— START OF TEXT SEGMENT —

Anyone who has tried to get something done with the government of Guam learns, before long, to wait. A permit, a license, a hire, a ruling, a simple reply: the steps are written down and clear enough, and then the matter stops moving. Weeks pass. The weeks become months. The websites where some of this is meant to happen look a generation out of date, and behind them the real work waits on someone covering several jobs at once, or on a position that was never filled.
I did not come to Guam with roots. I came with a family, a willingness to work, and the assumption that effort and competence would find their place. For the most part the island has been generous to me. But I have done my share of waiting here, looking for my own footing and watching other capable people look for theirs, and I have come to see that the waiting is not a minor inconvenience. It is a cost, and it is paid by the people who can least afford to absorb it.
This is not impatience. The delay is documented, in the government's own records.
A task force recommended putting building permits and business licenses online in 2019; years later, the computerized system still had not been delivered.1 At the Customs and Quarantine Agency, a request to clear out old records, approved in 2009, did not finish working its way through procurement until 2025, and as of early 2026 the clearing still had not been done.2 A purchase request submitted one January was still waiting on a signature the following August, in a financial system that takes 3 to 4 months to move a single request to completion.2 For 3 years that same agency ran with a single working x-ray machine, while the replacements sat stuck in procurement.2 Little of this is anyone's negligence. It is what happens when too few people are asked to do too much: the audits found supervisors pulled from their own duties to cover operations, and procedures left unrevised since 2003 for lack of time to revise them.3
None of it reflects a population that cannot handle better. By the end of 2025, 80.5 percent of Guam's residents were online,4 fluent in the banking and messaging and commerce of their own daily lives. The island's own technology office, meanwhile, still lists its standards for software development, project management, and networks as under construction.5 The people are ready. The machinery that serves them is not. The island does not lack for ideas about what a working system looks like; what it lacks is a way to deliver one.
Here is what I keep coming back to. Most of what goes undone is not work that needs a human mind. It is routine: checking a form against a rule, matching one record to another, issuing a receipt, moving a request to the next desk. Software has handled tasks like these elsewhere for decades, and the newest tools do them faster and more cheaply still. They can carry the routine from end to end and set aside only what calls for a person, for far less than it costs to leave the work undone. The aim is not to replace the people. There are already too few of them. The aim is to take the routine off their hands, so they can give their time to what genuinely needs judgment, and so residents stop waiting months and years for the rest.
The obvious objection is fair enough: a government that could not replace a broken x-ray machine in 3 years is not about to deploy anything clever. But that is the argument turned the right way around. Every failure in the record is the same kind, the large, multi-year, big-ticket procurement that the island's institutions handle worst of all. The case here is for the opposite: small, ready-made tools, bought or rented cheaply and running within weeks, not another system commissioned over years. The hard part has never been knowing what to build. It has been delivering anything large, and the way past that is to stop building things that large.

— END OF TEXT SEGMENT —

* EXERCISE REQUIREMENTS
[1] In the essay on government delays in Guam, what share of Guam's residents were online by the end of 2025?
[2] Take the part of the listing that opens with the line containing "of the snow-covered" and closes at the end of the listing, and write it out again with "snow-covered ground" switched to "snowy ground" and everything else left unchanged.

— START OF DATA ENTRIES —

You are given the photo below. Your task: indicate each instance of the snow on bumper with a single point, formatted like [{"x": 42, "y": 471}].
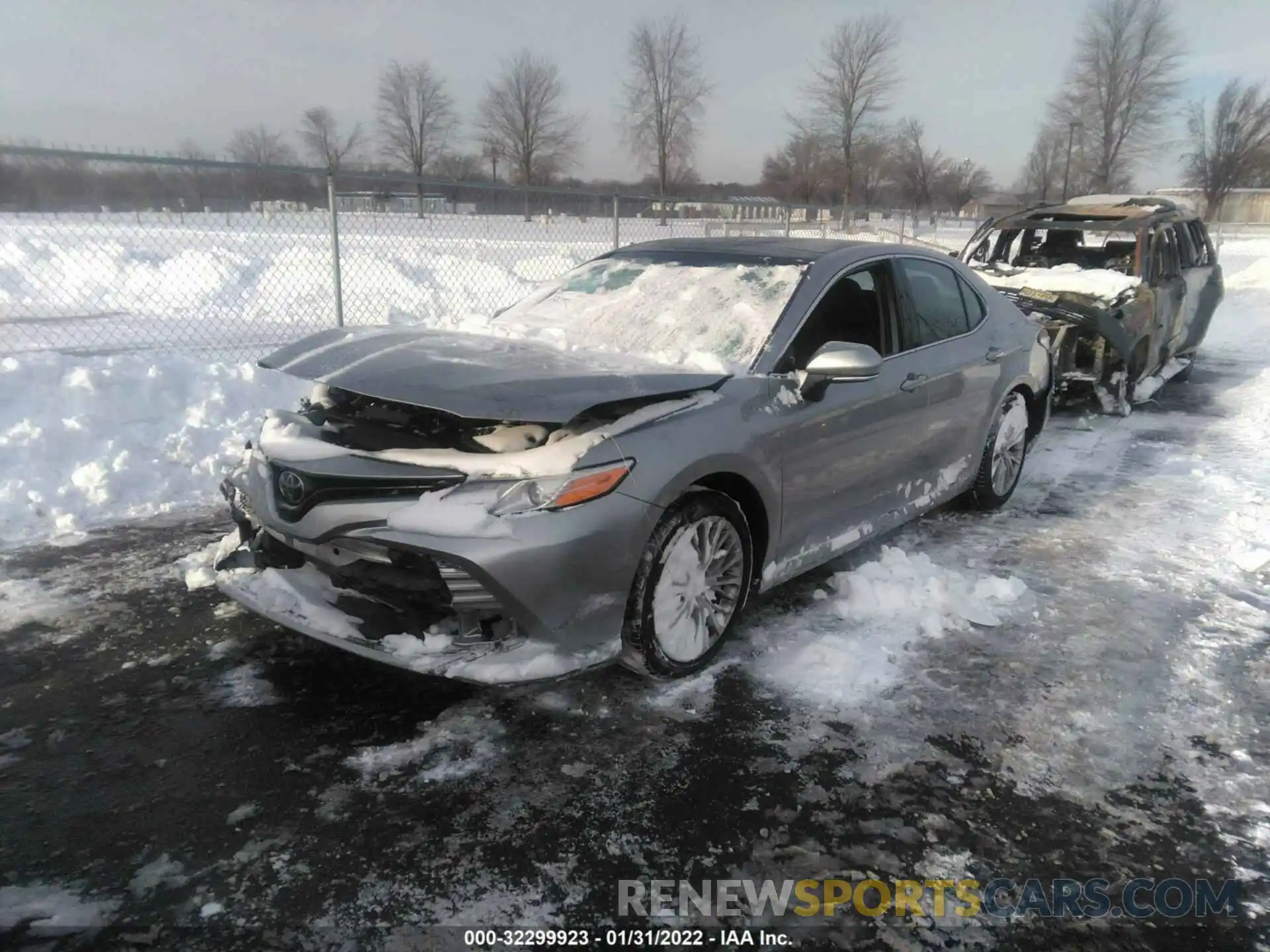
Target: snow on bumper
[{"x": 304, "y": 601}]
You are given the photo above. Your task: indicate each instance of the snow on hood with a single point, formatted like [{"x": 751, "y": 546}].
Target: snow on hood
[
  {"x": 1062, "y": 278},
  {"x": 288, "y": 437}
]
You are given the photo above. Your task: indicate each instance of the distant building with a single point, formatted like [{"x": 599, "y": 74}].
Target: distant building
[
  {"x": 994, "y": 205},
  {"x": 277, "y": 205},
  {"x": 400, "y": 204},
  {"x": 1244, "y": 206}
]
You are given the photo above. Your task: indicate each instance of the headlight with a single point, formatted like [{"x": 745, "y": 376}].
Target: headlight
[{"x": 560, "y": 492}]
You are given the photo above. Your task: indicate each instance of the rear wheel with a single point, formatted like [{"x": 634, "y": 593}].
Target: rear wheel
[
  {"x": 1002, "y": 462},
  {"x": 690, "y": 588}
]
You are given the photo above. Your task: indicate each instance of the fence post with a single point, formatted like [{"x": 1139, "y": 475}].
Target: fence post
[{"x": 334, "y": 252}]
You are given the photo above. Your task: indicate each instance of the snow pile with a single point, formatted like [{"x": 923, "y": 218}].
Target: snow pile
[
  {"x": 1147, "y": 387},
  {"x": 52, "y": 910},
  {"x": 1064, "y": 278},
  {"x": 849, "y": 645},
  {"x": 92, "y": 441},
  {"x": 465, "y": 739},
  {"x": 198, "y": 569}
]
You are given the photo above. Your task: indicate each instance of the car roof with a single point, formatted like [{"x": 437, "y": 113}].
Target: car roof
[
  {"x": 784, "y": 249},
  {"x": 1097, "y": 214}
]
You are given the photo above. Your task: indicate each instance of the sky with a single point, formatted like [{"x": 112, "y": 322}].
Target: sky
[{"x": 146, "y": 74}]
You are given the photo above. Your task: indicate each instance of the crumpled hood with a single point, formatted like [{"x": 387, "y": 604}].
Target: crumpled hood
[{"x": 479, "y": 376}]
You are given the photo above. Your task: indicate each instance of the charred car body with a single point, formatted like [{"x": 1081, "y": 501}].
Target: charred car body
[
  {"x": 1127, "y": 286},
  {"x": 511, "y": 506}
]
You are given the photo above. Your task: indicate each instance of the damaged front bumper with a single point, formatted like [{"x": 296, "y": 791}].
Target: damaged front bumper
[
  {"x": 541, "y": 598},
  {"x": 1089, "y": 343}
]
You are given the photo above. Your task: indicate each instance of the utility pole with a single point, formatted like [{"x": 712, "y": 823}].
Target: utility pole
[{"x": 1067, "y": 165}]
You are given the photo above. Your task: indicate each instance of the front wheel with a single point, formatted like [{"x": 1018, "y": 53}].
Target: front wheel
[
  {"x": 690, "y": 588},
  {"x": 1003, "y": 456}
]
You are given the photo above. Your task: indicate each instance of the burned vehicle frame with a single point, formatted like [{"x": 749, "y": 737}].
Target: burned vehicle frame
[{"x": 1108, "y": 335}]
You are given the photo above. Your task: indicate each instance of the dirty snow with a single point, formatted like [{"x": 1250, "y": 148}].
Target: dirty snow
[
  {"x": 54, "y": 910},
  {"x": 851, "y": 645},
  {"x": 1148, "y": 386},
  {"x": 198, "y": 569},
  {"x": 1096, "y": 282},
  {"x": 245, "y": 686},
  {"x": 464, "y": 740}
]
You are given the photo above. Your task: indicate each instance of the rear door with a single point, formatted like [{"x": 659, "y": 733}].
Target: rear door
[
  {"x": 1170, "y": 298},
  {"x": 943, "y": 331},
  {"x": 1203, "y": 286}
]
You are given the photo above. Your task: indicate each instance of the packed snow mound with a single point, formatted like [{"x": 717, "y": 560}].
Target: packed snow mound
[
  {"x": 1064, "y": 278},
  {"x": 1255, "y": 276},
  {"x": 93, "y": 441},
  {"x": 851, "y": 644}
]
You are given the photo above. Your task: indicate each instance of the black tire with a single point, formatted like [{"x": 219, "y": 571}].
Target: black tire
[
  {"x": 642, "y": 651},
  {"x": 984, "y": 495}
]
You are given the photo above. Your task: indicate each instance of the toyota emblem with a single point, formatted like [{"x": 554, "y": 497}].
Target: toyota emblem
[{"x": 291, "y": 488}]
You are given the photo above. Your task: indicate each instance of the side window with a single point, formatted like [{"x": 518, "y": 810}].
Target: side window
[
  {"x": 1164, "y": 255},
  {"x": 937, "y": 311},
  {"x": 855, "y": 310},
  {"x": 1185, "y": 245},
  {"x": 1203, "y": 258},
  {"x": 974, "y": 306}
]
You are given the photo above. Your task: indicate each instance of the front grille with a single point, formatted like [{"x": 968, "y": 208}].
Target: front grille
[
  {"x": 296, "y": 492},
  {"x": 466, "y": 594}
]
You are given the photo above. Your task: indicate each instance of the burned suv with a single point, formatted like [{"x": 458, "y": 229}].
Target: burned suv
[{"x": 1126, "y": 286}]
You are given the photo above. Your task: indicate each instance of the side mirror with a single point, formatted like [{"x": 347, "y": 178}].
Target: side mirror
[{"x": 839, "y": 362}]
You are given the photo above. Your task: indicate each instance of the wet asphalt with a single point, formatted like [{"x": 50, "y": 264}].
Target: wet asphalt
[{"x": 164, "y": 752}]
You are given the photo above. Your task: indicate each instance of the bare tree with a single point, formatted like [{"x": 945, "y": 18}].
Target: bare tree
[
  {"x": 1119, "y": 85},
  {"x": 857, "y": 74},
  {"x": 320, "y": 138},
  {"x": 1230, "y": 145},
  {"x": 958, "y": 183},
  {"x": 917, "y": 167},
  {"x": 523, "y": 113},
  {"x": 196, "y": 177},
  {"x": 415, "y": 117},
  {"x": 261, "y": 147},
  {"x": 1043, "y": 168},
  {"x": 802, "y": 169},
  {"x": 665, "y": 98},
  {"x": 873, "y": 159},
  {"x": 458, "y": 167}
]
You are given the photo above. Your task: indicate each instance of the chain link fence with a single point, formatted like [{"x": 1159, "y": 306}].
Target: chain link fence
[{"x": 105, "y": 253}]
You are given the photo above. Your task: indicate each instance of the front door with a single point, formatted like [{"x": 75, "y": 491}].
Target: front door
[
  {"x": 843, "y": 455},
  {"x": 941, "y": 331}
]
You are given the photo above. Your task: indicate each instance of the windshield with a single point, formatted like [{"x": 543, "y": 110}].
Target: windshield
[{"x": 704, "y": 314}]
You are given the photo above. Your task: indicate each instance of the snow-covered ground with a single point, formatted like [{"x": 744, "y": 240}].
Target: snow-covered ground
[
  {"x": 143, "y": 429},
  {"x": 117, "y": 282},
  {"x": 1076, "y": 683}
]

— END OF DATA ENTRIES —

* RESULTS FOR EACH TASK
[1] 80.5 percent

[2]
You are given the photo above. Your task: indicate each instance of the snowy ground with a single point, formatted like [{"x": 744, "y": 240}].
Target: snowy ground
[
  {"x": 143, "y": 429},
  {"x": 117, "y": 282},
  {"x": 1076, "y": 683}
]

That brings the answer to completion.